▶ _工作任务_
#1 逐字复述下方关于 powerful number 筛法的题解全文。
#2 将记录中从含有“mouth for player-tracking calibration.”的那一行起、至含有“[50,176,194,400]”的那一行止（两端均包括）的所有行输出为 Markdown 表格，略去空行，仅输出这些行。表格两列分别命名为“序号”与“内容”，前者填行的序号，后者填该行文字。

▶ _源文档_
________________
题解 函数
除了 \(1e13\) 的数据范围以外都很 min_25 筛
然而我 min_25 筛的板子忘了
那么是 powerful number 的板子题
\(f(x)\) 的定义题面已经给出
我们构造一个 \(g(x)=x^k\),尝试找到一个 \(g*h=f\)
发现 \(f(1)=g(1)h(1)=1\),那么 \(h(1)=1\)
发现 \(f(p)=g(1)h(p)+g(p)h(1)=1=g(p)h(1)\)
那么 \(h(p)=0\)
然后可以得到 \(h(p^i)=p^k-p^{2k}\),证明暂时不会
然后推一下式子:
\[\begin{aligned}
\sum\limits_{i=1}^nf(i)&=\sum\limits_{i=1}^n\sum\limits_{d\mid i}g(i)h(\frac{i}{d})\\
&=\sum\limits_{i=1}^nh(i)\sum\limits_{j=1}^{\lfloor \frac{n}{j}\rfloor}g(j)
\end{aligned}\]
然后前面那个东西只在根号个位置有值
- 关于自然数幂和:
见这里的总结
一个他没有提到的做法是利用第二类斯特林数
发现 \(n^k=\sum\limits_{i=0}^k\begin{Bmatrix}k\\i\end{Bmatrix}i!\binom{n}{i}\)
然后外面套个 \(\sum\) 可以拆开变成\[\sum\limits_{i=0}^k\begin{Bmatrix}k\\i\end{Bmatrix}i!\binom{n+1}{j+1} \]
于是就可以做了
- 关于爆搜 powerful number:
如果这样写:
貌似是 \(O(n)\) 的,原因未详细分析void dfs(int u, ll now, ll val) { if (u>pcnt) return ; if (now*pri[u]*pri[u]>n) return ; dfs(u+1, now, val); now*=pri[u]; val=val*h[u]%mod; while (1) { if ((now*=pri[u])>n) break; ans=(ans+val%mod*G(n/now))%mod; dfs(u+1, now, val); } }
需要这样写:ll dfs(ll n, int pos, ll val) { ll ans=0; for (int i=pos; i<=pcnt; ++i) { ll t=n/pri[i]/pri[i]; if (!t) break; for (; t; t/=pri[i]) ans=(ans+dfs(t, i+1, val*h[i]%mod))%mod; } return (ans+val*G(n))%mod; }
整体复杂度 \(O(n\sqrt n)\)
________________
▶ _原始记录_
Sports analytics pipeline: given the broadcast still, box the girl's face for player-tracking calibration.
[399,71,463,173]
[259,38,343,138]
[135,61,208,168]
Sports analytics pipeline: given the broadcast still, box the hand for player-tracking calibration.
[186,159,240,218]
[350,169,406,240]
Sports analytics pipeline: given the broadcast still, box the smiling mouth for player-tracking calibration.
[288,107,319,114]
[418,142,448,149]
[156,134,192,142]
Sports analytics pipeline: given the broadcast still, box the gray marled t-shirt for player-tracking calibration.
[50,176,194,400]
________________
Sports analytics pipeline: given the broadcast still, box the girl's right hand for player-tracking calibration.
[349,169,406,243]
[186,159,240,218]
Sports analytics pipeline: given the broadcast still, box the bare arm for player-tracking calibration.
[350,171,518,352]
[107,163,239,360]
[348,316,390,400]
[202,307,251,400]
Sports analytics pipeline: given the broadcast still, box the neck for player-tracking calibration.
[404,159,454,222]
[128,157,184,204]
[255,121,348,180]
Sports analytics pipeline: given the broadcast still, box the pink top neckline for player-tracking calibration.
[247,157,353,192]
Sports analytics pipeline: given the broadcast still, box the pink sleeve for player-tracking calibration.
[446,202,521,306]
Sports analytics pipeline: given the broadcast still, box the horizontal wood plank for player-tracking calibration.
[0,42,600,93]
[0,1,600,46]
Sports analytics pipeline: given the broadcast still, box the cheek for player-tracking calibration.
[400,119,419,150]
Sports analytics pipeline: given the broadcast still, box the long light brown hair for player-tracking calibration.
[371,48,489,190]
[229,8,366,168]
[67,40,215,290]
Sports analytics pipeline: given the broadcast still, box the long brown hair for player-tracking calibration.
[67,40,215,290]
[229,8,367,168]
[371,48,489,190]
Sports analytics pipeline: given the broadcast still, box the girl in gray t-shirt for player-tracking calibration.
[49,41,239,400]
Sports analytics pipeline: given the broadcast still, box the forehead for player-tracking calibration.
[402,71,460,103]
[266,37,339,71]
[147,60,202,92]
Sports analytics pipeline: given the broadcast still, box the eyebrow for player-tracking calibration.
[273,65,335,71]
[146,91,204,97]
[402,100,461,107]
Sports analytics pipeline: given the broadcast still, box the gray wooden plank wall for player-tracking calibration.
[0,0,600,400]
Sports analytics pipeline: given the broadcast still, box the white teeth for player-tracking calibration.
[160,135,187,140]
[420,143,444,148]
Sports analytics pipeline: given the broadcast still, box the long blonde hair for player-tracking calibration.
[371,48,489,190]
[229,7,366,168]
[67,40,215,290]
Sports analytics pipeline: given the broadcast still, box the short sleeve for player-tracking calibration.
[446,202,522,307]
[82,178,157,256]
________________
▶ _预期输出_
#1
题解 函数
除了 \(1e13\) 的数据范围以外都很 min_25 筛
然而我 min_25 筛的板子忘了
那么是 powerful number 的板子题
\(f(x)\) 的定义题面已经给出
我们构造一个 \(g(x)=x^k\),尝试找到一个 \(g*h=f\)
发现 \(f(1)=g(1)h(1)=1\),那么 \(h(1)=1\)
发现 \(f(p)=g(1)h(p)+g(p)h(1)=1=g(p)h(1)\)
那么 \(h(p)=0\)
然后可以得到 \(h(p^i)=p^k-p^{2k}\),证明暂时不会
然后推一下式子:
\[\begin{aligned}
\sum\limits_{i=1}^nf(i)&=\sum\limits_{i=1}^n\sum\limits_{d\mid i}g(i)h(\frac{i}{d})\\
&=\sum\limits_{i=1}^nh(i)\sum\limits_{j=1}^{\lfloor \frac{n}{j}\rfloor}g(j)
\end{aligned}\]
然后前面那个东西只在根号个位置有值
- 关于自然数幂和:
见这里的总结
一个他没有提到的做法是利用第二类斯特林数
发现 \(n^k=\sum\limits_{i=0}^k\begin{Bmatrix}k\\i\end{Bmatrix}i!\binom{n}{i}\)
然后外面套个 \(\sum\) 可以拆开变成\[\sum\limits_{i=0}^k\begin{Bmatrix}k\\i\end{Bmatrix}i!\binom{n+1}{j+1} \]
于是就可以做了
- 关于爆搜 powerful number:
如果这样写:
貌似是 \(O(n)\) 的,原因未详细分析void dfs(int u, ll now, ll val) { if (u>pcnt) return ; if (now*pri[u]*pri[u]>n) return ; dfs(u+1, now, val); now*=pri[u]; val=val*h[u]%mod; while (1) { if ((now*=pri[u])>n) break; ans=(ans+val%mod*G(n/now))%mod; dfs(u+1, now, val); } }
需要这样写:ll dfs(ll n, int pos, ll val) { ll ans=0; for (int i=pos; i<=pcnt; ++i) { ll t=n/pri[i]/pri[i]; if (!t) break; for (; t; t/=pri[i]) ans=(ans+dfs(t, i+1, val*h[i]%mod))%mod; } return (ans+val*G(n))%mod; }
整体复杂度 \(O(n\sqrt n)\)

#2
| 序号 | 内容 |
|---|---|
| 1 | Sports analytics pipeline: given the broadcast still, box the smiling mouth for player-tracking calibration. |
| 2 | [288,107,319,114] |
| 3 | [418,142,448,149] |
| 4 | [156,134,192,142] |
| 5 | Sports analytics pipeline: given the broadcast still, box the gray marled t-shirt for player-tracking calibration. |
| 6 | [50,176,194,400] |